:: Given data ::

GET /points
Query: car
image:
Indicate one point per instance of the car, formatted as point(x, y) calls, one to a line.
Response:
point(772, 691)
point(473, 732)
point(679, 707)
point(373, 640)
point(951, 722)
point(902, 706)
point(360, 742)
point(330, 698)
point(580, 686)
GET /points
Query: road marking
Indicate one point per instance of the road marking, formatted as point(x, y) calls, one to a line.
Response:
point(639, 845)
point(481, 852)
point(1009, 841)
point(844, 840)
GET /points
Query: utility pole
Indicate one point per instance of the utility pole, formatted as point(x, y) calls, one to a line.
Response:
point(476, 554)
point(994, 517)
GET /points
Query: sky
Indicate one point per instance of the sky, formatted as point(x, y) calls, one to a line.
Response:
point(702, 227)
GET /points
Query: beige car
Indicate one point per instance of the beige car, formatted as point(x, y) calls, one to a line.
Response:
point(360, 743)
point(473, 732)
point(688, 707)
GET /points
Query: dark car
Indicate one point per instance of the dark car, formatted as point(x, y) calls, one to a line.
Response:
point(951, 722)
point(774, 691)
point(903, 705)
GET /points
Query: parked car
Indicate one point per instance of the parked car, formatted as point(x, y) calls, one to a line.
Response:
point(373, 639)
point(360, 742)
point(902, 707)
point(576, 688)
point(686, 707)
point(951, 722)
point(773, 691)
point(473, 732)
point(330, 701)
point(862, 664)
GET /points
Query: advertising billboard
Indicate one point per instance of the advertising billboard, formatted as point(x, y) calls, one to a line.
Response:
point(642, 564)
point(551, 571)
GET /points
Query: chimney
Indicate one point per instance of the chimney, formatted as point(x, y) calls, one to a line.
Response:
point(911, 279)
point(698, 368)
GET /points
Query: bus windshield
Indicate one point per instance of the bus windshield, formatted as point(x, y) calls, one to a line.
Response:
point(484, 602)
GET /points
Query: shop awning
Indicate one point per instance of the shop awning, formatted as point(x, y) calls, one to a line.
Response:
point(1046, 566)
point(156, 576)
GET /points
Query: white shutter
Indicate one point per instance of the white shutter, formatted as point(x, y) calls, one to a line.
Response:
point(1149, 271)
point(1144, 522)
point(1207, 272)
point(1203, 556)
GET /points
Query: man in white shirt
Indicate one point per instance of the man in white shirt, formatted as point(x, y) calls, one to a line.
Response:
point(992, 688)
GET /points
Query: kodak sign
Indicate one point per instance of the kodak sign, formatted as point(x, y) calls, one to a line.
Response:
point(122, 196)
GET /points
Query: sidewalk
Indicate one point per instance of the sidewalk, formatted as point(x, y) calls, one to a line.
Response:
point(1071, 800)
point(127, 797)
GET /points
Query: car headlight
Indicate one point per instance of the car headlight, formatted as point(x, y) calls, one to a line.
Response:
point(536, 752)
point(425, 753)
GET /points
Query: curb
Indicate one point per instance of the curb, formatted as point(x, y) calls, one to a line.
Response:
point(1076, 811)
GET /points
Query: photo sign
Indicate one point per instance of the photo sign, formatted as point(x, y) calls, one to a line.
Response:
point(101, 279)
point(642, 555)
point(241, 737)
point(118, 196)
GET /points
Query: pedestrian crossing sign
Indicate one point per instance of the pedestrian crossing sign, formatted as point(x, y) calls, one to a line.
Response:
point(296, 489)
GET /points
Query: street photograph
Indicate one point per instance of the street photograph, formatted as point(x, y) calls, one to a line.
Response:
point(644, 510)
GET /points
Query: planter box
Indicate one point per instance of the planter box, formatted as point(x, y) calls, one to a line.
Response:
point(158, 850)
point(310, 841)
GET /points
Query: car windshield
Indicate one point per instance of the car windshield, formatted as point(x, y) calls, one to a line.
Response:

:::

* **Exercise prompt**: Copy every line of the data above verbatim, changing no characters, spacing, or order.

* **Response to this exercise**:
GET /points
Query: car
image:
Indicate one point per instance of the car, formatted as point(x, y) calls, one to a line.
Response:
point(772, 691)
point(473, 732)
point(679, 707)
point(373, 640)
point(951, 722)
point(902, 706)
point(360, 742)
point(330, 698)
point(580, 686)
GET /points
Query: road marking
Indicate one point per instance of the road marking, formatted as point(x, y) calls, one to a line.
Response:
point(639, 845)
point(481, 852)
point(1009, 841)
point(844, 840)
GET /points
Query: utility pole
Indicate one point per instance of the utility pole, formatted as point(x, y) calls, one to a line.
Response:
point(476, 554)
point(994, 517)
GET /points
Query: sky
Indicate one point per instance of the sky, formatted as point(x, y) calls, one to a line.
Response:
point(702, 227)
GET /points
Query: beige car
Indicate one point per instance of the beige car, formatted as point(x, y) calls, one to a line.
Response:
point(360, 743)
point(473, 732)
point(688, 707)
GET /points
Query: dark car
Indicate one point per instance of the dark car, formatted as point(x, y) calls, one to a line.
Response:
point(951, 722)
point(774, 691)
point(903, 705)
GET /points
Query: parked car
Indicate one point per instance of the parked car, formatted as point(x, y) calls, one to a line.
Response:
point(373, 639)
point(360, 742)
point(902, 707)
point(576, 688)
point(686, 707)
point(951, 722)
point(773, 691)
point(473, 732)
point(330, 701)
point(862, 664)
GET /points
Query: advertising billboard
Indicate one point per instance of the advertising billboard, formatted as point(x, y) calls, one to a line.
Response:
point(642, 564)
point(551, 571)
GET /points
Query: chimney
Indicate one point per instance of the chimney, formatted as point(x, y) calls, one to a line.
Response:
point(911, 279)
point(698, 368)
GET /points
Query: bus windshield
Indicate one point per instance of the bus windshield, formatted as point(x, y) calls, one to a line.
Response:
point(484, 602)
GET /points
Query: shop awning
Indicate one point per instance of the shop awning, formatted as point(x, y) calls, one to a line.
Response:
point(1046, 566)
point(156, 576)
GET /points
Query: white shutter
Indicate one point per instance of the white shutter, formatted as point(x, y) calls, one to a line.
Response:
point(1149, 271)
point(1144, 522)
point(1207, 272)
point(1203, 556)
GET /points
Query: man in white shirt
Indicate one point per instance of the man in white shirt, formatted as point(x, y) calls, one to a line.
Response:
point(992, 688)
GET /points
Query: kodak sign
Indicate one point per instance of the kodak sign, formatted as point(x, y) calls, one to a line.
Response:
point(122, 196)
GET /points
Query: sidewalk
Indicate one point per instance of the sidewalk, formatted as point(x, y) calls, one to a line.
Response:
point(1071, 800)
point(127, 797)
GET /points
Query: car headlight
Indicate one point per instance of the car headlight, formatted as point(x, y) calls, one to a line.
Response:
point(536, 752)
point(425, 753)
GET /points
Query: curb
Indicate one point per instance of the curb, formatted as point(x, y) calls, one to a line.
Response:
point(1076, 811)
GET /points
Query: photo sign
Indicate one point per instance of the photo sign, formatted as point(x, y) calls, one to a line.
Response:
point(101, 279)
point(642, 555)
point(241, 737)
point(118, 196)
GET /points
Query: pedestrian crossing sign
Indicate one point per instance of the pedestrian crossing sign, formatted as point(x, y) calls, one to a line.
Response:
point(296, 489)
GET /points
Query: street photograph
Indicate one point per instance of the street photograph, formatted as point(x, y) calls, one to a line.
Response:
point(644, 510)
GET /points
Query: planter box
Indicate one point per instance of the planter box, formatted as point(x, y) calls, one to a line.
Response:
point(158, 850)
point(310, 841)
GET /points
Query: car windshield
Indicate one point per instance of the car windshield, formatted as point(x, y) calls, one to a line.
Response:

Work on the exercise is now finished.